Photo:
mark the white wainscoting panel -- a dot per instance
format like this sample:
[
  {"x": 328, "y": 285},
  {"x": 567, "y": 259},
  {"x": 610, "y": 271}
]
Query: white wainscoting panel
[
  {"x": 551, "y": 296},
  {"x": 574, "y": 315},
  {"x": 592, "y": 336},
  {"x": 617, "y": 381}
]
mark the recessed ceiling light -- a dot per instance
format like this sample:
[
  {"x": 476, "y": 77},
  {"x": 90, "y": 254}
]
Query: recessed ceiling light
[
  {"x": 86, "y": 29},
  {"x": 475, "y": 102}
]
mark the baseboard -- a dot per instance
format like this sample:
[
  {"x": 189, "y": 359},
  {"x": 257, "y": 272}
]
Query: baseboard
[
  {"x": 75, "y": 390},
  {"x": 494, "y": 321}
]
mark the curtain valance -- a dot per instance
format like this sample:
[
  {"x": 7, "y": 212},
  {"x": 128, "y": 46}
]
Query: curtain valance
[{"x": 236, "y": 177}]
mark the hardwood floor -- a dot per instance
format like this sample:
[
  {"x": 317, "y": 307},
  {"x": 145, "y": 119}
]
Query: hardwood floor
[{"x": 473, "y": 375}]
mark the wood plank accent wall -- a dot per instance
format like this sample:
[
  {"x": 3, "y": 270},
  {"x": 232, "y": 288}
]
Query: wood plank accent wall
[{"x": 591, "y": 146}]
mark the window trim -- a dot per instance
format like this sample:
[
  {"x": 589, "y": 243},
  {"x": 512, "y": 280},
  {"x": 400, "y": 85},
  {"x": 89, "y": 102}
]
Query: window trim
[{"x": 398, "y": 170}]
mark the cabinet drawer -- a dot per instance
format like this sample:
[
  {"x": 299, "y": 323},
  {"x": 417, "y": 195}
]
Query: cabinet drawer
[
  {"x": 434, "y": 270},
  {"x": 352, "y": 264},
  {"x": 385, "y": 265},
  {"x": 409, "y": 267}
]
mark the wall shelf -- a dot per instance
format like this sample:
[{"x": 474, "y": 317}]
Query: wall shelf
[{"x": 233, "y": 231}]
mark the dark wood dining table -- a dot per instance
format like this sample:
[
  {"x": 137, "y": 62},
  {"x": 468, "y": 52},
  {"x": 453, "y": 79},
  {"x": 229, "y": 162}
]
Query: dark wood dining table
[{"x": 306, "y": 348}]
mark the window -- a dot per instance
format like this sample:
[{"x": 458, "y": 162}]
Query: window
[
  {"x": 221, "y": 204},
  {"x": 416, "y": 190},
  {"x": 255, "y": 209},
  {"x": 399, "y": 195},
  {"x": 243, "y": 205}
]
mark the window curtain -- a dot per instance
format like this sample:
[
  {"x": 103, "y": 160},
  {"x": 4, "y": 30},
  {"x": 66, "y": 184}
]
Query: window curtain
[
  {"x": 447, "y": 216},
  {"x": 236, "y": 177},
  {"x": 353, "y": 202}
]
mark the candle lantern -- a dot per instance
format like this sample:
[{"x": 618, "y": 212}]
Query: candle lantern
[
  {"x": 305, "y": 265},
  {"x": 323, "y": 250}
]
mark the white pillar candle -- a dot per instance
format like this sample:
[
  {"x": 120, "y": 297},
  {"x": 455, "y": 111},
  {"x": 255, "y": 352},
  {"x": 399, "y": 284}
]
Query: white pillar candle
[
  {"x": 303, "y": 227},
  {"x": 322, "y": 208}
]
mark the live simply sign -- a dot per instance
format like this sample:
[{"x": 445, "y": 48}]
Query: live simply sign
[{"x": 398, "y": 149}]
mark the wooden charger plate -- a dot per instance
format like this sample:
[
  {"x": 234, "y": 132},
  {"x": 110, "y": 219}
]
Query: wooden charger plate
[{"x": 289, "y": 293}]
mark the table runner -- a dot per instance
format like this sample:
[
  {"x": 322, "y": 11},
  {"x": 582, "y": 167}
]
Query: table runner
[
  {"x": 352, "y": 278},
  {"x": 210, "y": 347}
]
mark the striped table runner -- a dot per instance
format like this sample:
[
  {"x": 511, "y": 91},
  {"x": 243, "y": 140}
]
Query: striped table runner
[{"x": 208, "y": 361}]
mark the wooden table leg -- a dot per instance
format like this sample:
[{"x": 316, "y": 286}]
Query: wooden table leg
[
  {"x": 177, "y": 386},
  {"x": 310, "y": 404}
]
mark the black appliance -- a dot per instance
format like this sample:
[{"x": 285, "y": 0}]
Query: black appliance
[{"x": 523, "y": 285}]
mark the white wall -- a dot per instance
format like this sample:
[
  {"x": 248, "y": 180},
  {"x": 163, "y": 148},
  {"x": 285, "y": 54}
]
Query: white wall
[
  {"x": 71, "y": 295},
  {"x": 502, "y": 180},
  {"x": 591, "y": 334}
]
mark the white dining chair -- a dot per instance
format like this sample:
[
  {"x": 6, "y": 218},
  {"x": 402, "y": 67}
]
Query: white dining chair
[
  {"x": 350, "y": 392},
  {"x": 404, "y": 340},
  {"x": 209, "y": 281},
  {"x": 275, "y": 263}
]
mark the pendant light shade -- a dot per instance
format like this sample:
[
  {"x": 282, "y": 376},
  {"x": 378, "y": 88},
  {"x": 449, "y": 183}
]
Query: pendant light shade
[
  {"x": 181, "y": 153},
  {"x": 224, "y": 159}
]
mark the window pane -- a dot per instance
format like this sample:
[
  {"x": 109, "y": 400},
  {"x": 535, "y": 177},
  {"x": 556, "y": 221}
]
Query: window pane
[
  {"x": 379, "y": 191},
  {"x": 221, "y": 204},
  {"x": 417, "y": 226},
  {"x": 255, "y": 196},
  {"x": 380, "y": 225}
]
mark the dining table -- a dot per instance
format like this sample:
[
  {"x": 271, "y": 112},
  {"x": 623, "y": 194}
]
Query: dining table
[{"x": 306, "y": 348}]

+---+

-- REQUIREMENT --
Transcribe the line that contains "Query: white dining chair" exactly, then each line after it through the end of the material. Nothing else belongs in the output.

-- ANSWER TO THIS PROBLEM --
Query: white dining chair
[
  {"x": 350, "y": 392},
  {"x": 404, "y": 340},
  {"x": 209, "y": 281},
  {"x": 275, "y": 263}
]
mark the pendant light shade -- a dot per instance
format like this sample:
[
  {"x": 282, "y": 376},
  {"x": 378, "y": 88},
  {"x": 449, "y": 183}
]
Query: pendant light shade
[
  {"x": 181, "y": 153},
  {"x": 224, "y": 159}
]
mark the window pane -- a dot per instance
format like this sample:
[
  {"x": 109, "y": 400},
  {"x": 535, "y": 177},
  {"x": 556, "y": 221}
]
Query: window pane
[
  {"x": 379, "y": 191},
  {"x": 221, "y": 204},
  {"x": 417, "y": 226},
  {"x": 255, "y": 196},
  {"x": 380, "y": 225}
]
mark the dining table -- a dot per instance
format like this sample:
[
  {"x": 271, "y": 112},
  {"x": 623, "y": 194}
]
Query: dining table
[{"x": 306, "y": 348}]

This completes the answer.